Copy every line from the one containing "Expected: one pin per instance of the metal" through the last line of the records below, both included, and nothing else.

(Stored dataset items)
"""

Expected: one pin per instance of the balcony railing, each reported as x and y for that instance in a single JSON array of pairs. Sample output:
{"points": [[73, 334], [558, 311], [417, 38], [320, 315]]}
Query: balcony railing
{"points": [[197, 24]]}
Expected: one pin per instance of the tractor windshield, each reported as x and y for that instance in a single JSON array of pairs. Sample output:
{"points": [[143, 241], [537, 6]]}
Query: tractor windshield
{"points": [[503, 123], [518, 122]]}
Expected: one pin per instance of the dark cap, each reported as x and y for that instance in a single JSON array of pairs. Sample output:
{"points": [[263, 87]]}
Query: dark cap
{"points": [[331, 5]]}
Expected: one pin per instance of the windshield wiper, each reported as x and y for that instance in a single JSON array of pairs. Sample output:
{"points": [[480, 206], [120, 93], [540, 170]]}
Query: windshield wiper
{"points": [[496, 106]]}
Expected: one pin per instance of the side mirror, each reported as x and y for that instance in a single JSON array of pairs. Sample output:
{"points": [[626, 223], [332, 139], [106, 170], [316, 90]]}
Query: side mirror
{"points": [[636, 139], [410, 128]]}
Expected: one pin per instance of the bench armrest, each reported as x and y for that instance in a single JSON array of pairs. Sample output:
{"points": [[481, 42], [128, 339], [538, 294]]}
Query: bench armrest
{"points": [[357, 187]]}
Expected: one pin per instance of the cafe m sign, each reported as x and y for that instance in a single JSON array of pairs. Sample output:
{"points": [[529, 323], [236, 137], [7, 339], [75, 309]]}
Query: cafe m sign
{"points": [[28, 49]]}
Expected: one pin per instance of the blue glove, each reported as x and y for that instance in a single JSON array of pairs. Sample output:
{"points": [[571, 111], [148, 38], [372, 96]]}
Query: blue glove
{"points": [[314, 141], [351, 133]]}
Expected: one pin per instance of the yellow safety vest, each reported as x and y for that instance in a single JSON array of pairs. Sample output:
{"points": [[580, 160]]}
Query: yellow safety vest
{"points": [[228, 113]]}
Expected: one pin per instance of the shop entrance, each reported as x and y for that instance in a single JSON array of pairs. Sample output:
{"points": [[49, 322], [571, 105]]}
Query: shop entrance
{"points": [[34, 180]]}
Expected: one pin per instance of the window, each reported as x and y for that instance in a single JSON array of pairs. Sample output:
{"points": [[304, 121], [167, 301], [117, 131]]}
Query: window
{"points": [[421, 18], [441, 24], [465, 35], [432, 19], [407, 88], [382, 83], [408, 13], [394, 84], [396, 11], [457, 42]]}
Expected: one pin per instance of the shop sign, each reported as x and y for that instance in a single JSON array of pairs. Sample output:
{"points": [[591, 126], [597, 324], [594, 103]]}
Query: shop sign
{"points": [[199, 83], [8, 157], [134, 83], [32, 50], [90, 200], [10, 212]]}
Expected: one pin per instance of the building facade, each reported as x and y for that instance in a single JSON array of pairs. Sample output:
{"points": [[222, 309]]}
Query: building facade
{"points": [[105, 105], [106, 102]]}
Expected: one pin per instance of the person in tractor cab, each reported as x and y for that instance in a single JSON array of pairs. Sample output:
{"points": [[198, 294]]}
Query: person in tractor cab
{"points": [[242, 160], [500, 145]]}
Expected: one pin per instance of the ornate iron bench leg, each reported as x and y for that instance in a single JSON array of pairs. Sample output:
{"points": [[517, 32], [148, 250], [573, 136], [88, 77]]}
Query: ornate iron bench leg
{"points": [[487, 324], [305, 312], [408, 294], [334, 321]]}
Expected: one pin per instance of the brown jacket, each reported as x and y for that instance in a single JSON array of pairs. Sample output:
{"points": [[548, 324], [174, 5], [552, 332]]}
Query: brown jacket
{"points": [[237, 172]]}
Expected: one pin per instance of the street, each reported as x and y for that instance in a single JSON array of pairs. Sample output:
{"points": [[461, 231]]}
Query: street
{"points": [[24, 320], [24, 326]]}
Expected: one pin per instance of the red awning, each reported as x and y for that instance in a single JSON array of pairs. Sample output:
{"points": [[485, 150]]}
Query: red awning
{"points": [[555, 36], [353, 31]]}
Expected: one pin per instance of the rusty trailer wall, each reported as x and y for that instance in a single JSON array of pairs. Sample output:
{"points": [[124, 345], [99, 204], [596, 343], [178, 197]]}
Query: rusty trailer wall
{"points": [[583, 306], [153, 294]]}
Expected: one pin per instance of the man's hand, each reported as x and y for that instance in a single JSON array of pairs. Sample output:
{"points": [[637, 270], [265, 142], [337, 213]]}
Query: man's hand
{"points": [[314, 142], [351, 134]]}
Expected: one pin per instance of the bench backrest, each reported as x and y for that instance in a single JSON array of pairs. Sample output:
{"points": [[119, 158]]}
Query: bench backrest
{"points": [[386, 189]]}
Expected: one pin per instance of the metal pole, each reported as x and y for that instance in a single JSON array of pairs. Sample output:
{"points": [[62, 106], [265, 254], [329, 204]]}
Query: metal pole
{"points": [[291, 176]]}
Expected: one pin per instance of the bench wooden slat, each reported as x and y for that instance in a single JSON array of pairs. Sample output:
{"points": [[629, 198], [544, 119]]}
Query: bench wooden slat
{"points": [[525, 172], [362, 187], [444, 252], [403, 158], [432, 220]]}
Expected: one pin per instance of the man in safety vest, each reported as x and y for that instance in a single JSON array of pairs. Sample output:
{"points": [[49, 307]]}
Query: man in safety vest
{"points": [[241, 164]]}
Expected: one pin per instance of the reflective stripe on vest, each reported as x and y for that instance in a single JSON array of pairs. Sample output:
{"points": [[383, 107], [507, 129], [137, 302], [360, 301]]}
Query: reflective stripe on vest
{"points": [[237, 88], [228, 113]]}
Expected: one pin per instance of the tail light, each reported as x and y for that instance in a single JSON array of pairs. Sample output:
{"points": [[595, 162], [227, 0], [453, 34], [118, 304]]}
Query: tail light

"""

> The answer
Expected: one pin per instance of the metal pole, each reported as x and y for that instance in a single JSON array of pairs. Sample output:
{"points": [[62, 106], [265, 254], [329, 204]]}
Query: metal pole
{"points": [[291, 176]]}
Expected: one pin per instance of the bench wooden slat, each reported as x and y for that instance in a single JSON array of pairs. Sample output:
{"points": [[629, 198], [544, 119]]}
Query: bench wooden slat
{"points": [[525, 172], [362, 187], [444, 252], [403, 158], [432, 220]]}
Expected: one pin per instance of the man in safety vest, each reported as x and y for that instance in a single JSON array of pairs. Sample output:
{"points": [[49, 307]]}
Query: man in safety vest
{"points": [[241, 164]]}
Expected: one pin per instance of the reflective stripe on vest, each reported as x and y for that instance in a single JSON array of pairs. Sample output:
{"points": [[383, 107], [507, 129], [137, 302], [360, 301]]}
Query: reflective stripe on vest
{"points": [[237, 88], [228, 113]]}
Expected: one pin per instance of the tail light, each reported as x and y for that instance in a single JSON array of pairs. Sample output:
{"points": [[595, 162], [227, 0], [453, 34], [118, 304]]}
Query: tail light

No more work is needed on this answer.